*** Opening PROVIDED RECORDS ***

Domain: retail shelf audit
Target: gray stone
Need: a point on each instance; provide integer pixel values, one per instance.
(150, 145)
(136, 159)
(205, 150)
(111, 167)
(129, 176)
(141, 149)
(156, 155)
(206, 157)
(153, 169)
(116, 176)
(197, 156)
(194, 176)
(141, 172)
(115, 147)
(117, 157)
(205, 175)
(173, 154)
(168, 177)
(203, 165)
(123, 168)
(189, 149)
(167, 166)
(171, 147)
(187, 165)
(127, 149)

*** Closing PROVIDED RECORDS ***

**WORK ITEM**
Each entry must appear again in the answer exactly as written.

**THE ANSWER**
Domain: retail shelf audit
Target: gray stone
Need: a point on each instance; provide integer pixel values, one per instance.
(150, 145)
(136, 159)
(205, 150)
(111, 167)
(129, 176)
(141, 149)
(156, 155)
(206, 157)
(153, 169)
(116, 176)
(197, 156)
(194, 176)
(141, 172)
(115, 147)
(117, 157)
(205, 175)
(173, 154)
(168, 177)
(203, 165)
(123, 168)
(189, 149)
(167, 166)
(171, 147)
(187, 165)
(127, 149)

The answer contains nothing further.